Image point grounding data

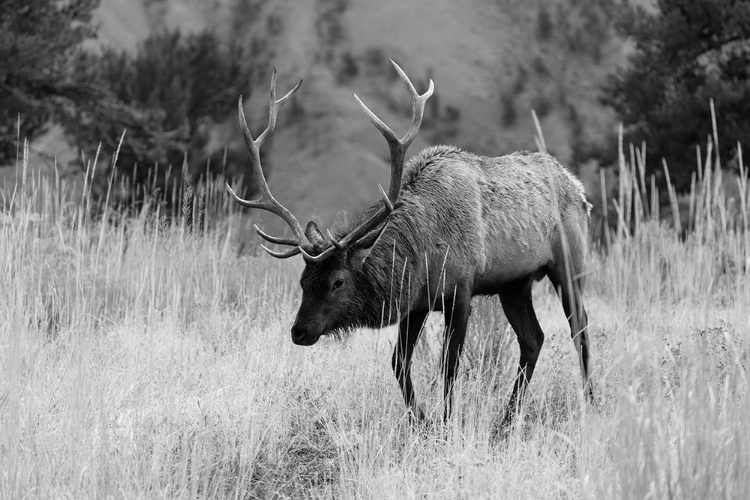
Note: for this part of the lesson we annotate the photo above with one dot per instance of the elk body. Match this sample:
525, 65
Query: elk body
452, 225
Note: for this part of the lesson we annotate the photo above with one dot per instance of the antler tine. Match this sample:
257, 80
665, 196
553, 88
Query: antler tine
273, 107
282, 255
398, 146
267, 201
398, 149
417, 105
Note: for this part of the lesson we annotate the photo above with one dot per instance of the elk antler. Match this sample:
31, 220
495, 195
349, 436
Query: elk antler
266, 200
398, 149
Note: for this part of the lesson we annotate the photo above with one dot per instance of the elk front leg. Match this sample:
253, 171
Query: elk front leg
408, 333
456, 321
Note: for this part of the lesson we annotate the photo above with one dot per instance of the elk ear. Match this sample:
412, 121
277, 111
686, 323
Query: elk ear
314, 235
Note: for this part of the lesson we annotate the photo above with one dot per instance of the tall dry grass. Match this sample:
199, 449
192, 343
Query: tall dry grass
142, 359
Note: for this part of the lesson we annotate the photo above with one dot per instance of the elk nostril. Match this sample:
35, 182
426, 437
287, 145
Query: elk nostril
298, 332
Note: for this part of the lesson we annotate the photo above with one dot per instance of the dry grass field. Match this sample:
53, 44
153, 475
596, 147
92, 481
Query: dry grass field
140, 361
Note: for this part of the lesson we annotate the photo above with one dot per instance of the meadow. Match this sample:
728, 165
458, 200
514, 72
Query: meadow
143, 358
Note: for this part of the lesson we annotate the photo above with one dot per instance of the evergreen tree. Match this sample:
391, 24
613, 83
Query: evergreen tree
168, 96
686, 53
37, 39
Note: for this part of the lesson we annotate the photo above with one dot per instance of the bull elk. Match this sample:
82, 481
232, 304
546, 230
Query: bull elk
451, 226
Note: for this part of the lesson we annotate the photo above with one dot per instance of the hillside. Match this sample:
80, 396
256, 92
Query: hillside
492, 62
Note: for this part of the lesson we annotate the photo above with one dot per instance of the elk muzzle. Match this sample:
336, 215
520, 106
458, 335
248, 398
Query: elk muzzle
302, 336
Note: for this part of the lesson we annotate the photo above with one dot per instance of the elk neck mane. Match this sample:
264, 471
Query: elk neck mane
394, 270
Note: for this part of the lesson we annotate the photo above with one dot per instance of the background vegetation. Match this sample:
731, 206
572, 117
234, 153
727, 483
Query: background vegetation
141, 359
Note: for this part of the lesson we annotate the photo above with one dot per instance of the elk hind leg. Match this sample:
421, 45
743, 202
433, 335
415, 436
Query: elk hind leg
568, 281
408, 333
456, 321
519, 310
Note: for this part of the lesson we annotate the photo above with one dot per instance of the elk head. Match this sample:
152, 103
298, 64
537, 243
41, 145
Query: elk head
335, 286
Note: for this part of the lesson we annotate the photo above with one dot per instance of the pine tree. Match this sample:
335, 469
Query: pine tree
686, 53
37, 39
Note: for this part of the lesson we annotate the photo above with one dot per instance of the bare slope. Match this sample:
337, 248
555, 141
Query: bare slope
489, 61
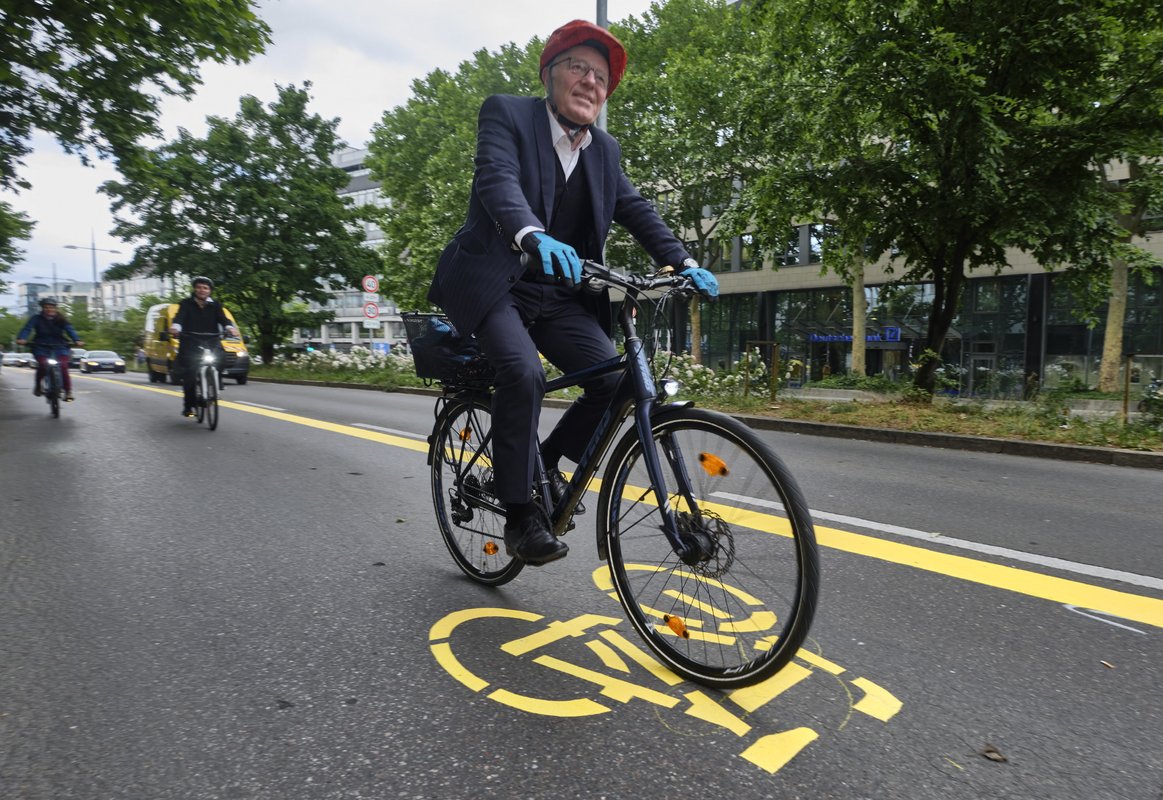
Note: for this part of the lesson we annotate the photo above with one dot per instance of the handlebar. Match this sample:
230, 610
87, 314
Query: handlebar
596, 277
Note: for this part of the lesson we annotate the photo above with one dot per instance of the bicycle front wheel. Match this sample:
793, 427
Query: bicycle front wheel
211, 380
52, 391
470, 516
200, 397
736, 609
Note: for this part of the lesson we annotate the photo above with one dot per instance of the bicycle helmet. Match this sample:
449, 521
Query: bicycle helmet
579, 31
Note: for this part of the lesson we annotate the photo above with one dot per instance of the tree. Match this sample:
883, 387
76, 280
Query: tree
92, 73
1141, 192
14, 226
422, 151
251, 206
671, 116
948, 133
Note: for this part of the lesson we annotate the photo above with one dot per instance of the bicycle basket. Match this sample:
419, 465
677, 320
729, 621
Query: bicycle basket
441, 354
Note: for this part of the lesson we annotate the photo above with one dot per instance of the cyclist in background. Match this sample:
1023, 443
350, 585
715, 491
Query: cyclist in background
549, 184
54, 335
198, 314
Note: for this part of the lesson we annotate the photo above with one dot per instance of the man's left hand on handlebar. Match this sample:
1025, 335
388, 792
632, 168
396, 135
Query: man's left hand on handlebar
703, 279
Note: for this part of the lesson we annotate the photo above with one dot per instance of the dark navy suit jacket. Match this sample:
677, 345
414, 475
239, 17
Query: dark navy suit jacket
513, 188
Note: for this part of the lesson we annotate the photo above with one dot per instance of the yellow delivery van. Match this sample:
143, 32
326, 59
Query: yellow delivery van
162, 349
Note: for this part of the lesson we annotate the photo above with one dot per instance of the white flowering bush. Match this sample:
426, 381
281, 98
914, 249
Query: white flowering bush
703, 381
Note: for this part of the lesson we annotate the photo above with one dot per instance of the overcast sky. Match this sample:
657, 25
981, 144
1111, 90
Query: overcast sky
361, 57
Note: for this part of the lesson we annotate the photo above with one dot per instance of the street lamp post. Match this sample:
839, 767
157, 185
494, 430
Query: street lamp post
98, 301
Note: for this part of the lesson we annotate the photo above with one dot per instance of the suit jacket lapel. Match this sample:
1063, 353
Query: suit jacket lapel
598, 175
546, 158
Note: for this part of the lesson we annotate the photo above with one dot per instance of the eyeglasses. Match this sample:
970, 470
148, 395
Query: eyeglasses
579, 69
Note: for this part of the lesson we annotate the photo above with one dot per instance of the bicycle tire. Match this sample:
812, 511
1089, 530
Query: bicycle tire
211, 380
470, 518
52, 391
739, 616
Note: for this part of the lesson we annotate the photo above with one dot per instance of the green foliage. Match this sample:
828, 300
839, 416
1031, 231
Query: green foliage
853, 380
948, 134
671, 115
93, 73
14, 227
252, 206
422, 151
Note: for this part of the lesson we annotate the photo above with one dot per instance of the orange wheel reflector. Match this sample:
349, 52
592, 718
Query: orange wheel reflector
714, 465
676, 625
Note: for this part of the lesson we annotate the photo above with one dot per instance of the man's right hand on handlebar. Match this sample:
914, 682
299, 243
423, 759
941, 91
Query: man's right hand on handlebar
703, 279
557, 258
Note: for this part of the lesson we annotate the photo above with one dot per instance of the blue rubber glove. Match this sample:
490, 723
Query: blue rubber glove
704, 280
557, 258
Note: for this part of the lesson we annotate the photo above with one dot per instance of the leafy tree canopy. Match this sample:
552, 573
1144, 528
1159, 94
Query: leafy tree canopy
422, 154
948, 133
672, 116
14, 226
252, 206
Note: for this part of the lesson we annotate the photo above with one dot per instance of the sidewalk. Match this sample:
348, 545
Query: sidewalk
1070, 452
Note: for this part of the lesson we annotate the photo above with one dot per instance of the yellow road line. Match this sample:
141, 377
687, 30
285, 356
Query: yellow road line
1125, 605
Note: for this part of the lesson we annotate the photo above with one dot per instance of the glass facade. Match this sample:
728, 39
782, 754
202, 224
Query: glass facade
1007, 328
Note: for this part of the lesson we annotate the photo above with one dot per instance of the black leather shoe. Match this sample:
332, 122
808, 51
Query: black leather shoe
557, 488
529, 540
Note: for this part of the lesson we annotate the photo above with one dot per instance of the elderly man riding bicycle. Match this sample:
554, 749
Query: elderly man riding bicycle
550, 185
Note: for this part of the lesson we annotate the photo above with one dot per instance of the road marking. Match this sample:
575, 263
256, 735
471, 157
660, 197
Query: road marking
390, 430
1101, 618
1124, 605
1089, 570
256, 405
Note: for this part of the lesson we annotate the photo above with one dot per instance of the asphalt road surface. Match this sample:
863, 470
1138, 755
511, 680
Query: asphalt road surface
268, 611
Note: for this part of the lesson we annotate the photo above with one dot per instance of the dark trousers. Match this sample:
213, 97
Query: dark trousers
551, 320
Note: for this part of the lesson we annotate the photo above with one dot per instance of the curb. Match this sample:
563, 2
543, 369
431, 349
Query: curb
1008, 447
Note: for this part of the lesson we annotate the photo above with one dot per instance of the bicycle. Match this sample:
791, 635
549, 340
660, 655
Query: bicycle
208, 381
708, 540
52, 385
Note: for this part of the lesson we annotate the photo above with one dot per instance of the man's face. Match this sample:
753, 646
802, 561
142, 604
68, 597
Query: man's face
578, 98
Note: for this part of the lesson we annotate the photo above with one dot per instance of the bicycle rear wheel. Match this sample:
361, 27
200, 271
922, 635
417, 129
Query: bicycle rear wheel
470, 518
211, 380
740, 612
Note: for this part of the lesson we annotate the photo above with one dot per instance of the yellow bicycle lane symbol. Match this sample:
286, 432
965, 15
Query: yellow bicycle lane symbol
611, 668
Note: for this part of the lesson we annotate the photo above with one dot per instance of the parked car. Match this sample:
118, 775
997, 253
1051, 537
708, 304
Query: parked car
102, 361
18, 359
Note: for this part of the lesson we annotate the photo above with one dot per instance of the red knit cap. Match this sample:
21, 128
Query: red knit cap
579, 31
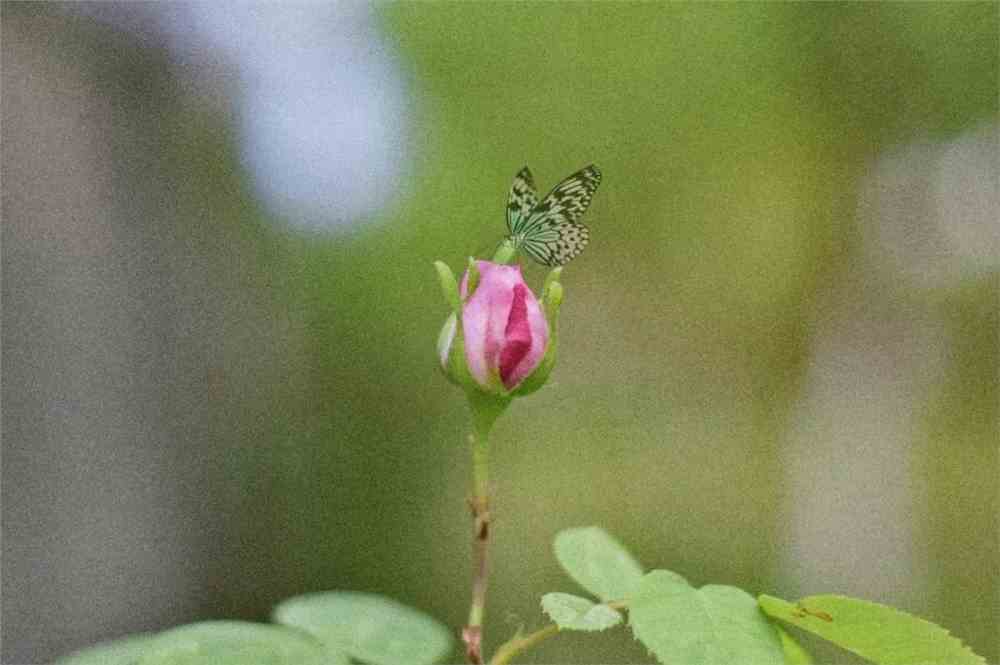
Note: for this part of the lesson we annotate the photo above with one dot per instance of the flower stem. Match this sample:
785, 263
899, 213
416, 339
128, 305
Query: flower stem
472, 635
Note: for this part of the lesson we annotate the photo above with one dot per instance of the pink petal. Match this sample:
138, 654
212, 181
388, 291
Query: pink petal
518, 337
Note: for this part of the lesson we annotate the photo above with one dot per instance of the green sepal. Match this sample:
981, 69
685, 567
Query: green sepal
506, 252
552, 295
486, 408
449, 287
456, 368
473, 272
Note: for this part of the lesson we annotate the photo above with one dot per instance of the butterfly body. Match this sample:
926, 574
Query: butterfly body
548, 230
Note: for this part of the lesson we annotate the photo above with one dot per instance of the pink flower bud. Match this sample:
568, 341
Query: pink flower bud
503, 325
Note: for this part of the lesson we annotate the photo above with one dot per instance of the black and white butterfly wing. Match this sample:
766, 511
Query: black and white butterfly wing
522, 199
552, 234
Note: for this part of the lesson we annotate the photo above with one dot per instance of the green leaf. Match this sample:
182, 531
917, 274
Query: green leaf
125, 651
235, 643
576, 613
597, 562
795, 654
368, 627
712, 625
876, 632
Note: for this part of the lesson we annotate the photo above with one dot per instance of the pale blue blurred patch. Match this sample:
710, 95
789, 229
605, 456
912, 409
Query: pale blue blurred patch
318, 100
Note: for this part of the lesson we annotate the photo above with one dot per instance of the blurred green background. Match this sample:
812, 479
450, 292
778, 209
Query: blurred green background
315, 442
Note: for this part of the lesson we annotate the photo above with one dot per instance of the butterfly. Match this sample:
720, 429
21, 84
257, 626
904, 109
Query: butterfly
548, 231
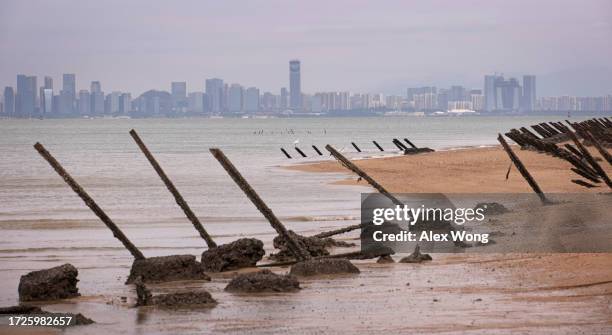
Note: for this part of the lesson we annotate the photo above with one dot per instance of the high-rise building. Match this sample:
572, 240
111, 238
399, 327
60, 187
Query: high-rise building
68, 94
84, 104
489, 92
477, 101
97, 99
179, 95
215, 91
125, 103
501, 94
457, 93
507, 94
284, 99
295, 87
269, 102
46, 102
112, 105
235, 100
9, 101
529, 93
26, 96
195, 102
48, 82
251, 99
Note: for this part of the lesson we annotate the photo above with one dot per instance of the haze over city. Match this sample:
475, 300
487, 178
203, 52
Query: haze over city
358, 46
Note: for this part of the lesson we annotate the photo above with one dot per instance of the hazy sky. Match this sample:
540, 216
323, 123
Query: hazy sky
343, 45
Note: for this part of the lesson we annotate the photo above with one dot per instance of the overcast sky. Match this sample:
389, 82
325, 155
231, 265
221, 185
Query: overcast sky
353, 45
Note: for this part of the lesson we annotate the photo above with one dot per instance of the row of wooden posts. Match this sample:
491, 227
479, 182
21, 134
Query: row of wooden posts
596, 132
296, 249
412, 149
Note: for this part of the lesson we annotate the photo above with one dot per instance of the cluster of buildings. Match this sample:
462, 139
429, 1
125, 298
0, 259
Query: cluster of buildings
499, 95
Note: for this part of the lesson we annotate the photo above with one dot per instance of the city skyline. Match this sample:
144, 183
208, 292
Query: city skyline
498, 94
359, 46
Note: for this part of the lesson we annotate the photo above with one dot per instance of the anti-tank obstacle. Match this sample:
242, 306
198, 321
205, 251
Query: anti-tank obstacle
154, 269
244, 252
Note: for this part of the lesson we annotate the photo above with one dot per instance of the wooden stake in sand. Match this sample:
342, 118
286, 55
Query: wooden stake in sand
88, 201
589, 158
331, 233
170, 186
602, 151
349, 165
522, 169
300, 253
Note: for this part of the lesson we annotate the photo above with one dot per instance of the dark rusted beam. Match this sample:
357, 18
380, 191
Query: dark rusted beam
522, 169
330, 233
174, 191
410, 143
589, 158
378, 146
300, 151
286, 153
298, 251
602, 151
88, 201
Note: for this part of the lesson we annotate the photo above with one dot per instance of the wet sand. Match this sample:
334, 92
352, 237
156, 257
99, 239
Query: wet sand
578, 287
475, 294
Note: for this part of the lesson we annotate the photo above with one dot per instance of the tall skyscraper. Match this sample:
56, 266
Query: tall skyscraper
195, 102
26, 96
46, 102
9, 101
235, 100
251, 100
84, 105
125, 103
179, 95
68, 94
113, 102
215, 91
295, 87
97, 99
489, 92
48, 82
507, 94
284, 98
529, 93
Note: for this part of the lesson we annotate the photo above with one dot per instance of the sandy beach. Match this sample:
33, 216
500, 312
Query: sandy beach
469, 170
497, 293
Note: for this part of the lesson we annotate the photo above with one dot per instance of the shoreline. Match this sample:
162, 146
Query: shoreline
461, 170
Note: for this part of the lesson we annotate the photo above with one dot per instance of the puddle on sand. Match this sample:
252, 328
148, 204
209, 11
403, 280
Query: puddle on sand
504, 294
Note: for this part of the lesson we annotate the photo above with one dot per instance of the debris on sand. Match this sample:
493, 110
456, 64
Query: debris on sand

• **YOUR GOAL**
Find each line in the records above that contains "debris", and copy it.

• **REPLY TO THE EXERCISE**
Note: for this part of the lesson we annotate the photo above with one dot per instance of the debris on sand. Match this sample:
Query: debris on sand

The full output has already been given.